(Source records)
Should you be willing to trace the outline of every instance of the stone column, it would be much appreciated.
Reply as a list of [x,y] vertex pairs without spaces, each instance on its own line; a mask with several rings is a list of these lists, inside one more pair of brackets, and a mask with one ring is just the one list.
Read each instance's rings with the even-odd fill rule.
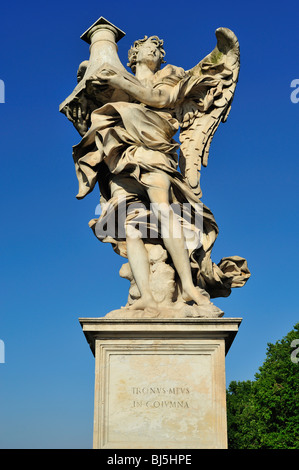
[[92,75],[104,64],[110,64],[119,70],[125,70],[119,60],[116,44],[124,36],[123,31],[102,16],[82,34],[81,39],[90,44],[86,77]]
[[225,355],[241,318],[81,318],[95,449],[227,448]]
[[90,44],[90,57],[84,77],[73,92],[60,104],[59,110],[66,113],[66,108],[80,101],[86,87],[86,80],[95,74],[104,64],[109,64],[118,70],[126,72],[117,54],[117,42],[125,33],[102,16],[82,34],[81,39]]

**The task**
Starting at the first line of the data above, please restate word for word every line up to and including the one that holds "Reply as a list", and add nothing else.

**Output of the exercise**
Should you be willing to trace the outline of every instance of the stone column, it would be much appreciated.
Reply as a list of [x,y] vertex pairs without spaces, each instance on its own line; a mask with several rings is a list of these lists, inside one more pair of brackets, and a mask with one ring is just the one list.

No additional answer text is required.